Work task:
Retype, word for word, every line of the records below starting at the one that contains "drop one pin per instance, shaped like <point>124,495</point>." and ending at the one that contains "tag the neighbouring two-storey house"; include both of those lines and nothing more.

Data provided:
※ ※ ※

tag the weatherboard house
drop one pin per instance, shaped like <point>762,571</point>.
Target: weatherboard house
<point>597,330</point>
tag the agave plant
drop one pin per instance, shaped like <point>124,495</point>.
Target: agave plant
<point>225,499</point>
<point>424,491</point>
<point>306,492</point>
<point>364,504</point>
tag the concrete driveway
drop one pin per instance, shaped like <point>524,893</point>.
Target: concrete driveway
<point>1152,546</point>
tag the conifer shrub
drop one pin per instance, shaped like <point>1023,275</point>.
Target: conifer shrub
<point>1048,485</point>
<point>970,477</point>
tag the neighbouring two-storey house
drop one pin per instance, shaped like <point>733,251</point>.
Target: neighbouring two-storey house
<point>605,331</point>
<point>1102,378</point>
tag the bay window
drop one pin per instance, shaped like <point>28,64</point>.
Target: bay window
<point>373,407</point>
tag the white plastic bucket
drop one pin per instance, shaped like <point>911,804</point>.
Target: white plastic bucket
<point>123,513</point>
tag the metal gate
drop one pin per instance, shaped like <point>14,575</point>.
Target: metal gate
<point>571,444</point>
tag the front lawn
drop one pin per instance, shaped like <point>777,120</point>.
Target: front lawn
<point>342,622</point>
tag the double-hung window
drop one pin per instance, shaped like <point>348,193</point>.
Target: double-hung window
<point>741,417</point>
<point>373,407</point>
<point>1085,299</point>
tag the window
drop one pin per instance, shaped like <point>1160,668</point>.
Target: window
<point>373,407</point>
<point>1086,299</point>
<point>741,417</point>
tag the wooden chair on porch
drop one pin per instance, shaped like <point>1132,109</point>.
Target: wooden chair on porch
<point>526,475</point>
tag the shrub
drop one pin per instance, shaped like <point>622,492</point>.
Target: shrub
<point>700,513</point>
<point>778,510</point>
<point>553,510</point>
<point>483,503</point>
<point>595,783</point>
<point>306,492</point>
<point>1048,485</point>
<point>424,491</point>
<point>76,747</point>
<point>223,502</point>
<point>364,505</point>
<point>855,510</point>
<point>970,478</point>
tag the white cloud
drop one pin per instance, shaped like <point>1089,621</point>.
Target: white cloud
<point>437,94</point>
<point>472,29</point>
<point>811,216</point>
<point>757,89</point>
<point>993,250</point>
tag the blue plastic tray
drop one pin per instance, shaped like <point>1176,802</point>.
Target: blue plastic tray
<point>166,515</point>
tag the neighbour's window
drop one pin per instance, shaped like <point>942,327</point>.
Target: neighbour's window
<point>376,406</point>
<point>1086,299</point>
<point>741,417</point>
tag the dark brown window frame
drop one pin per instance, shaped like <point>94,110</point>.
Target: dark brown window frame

※ ※ ※

Response to the task:
drop one pin per instance, shaped like <point>124,495</point>.
Target: agave plant
<point>225,499</point>
<point>424,491</point>
<point>306,492</point>
<point>364,504</point>
tag the concrete driveway
drop one pin per instance, shaped like <point>524,893</point>.
Target: concrete driveway
<point>1152,546</point>
tag the conifer shrub
drop one pin per instance, shaped like <point>1023,275</point>.
Target: conifer shrub
<point>1048,485</point>
<point>970,477</point>
tag the neighbouring two-storey house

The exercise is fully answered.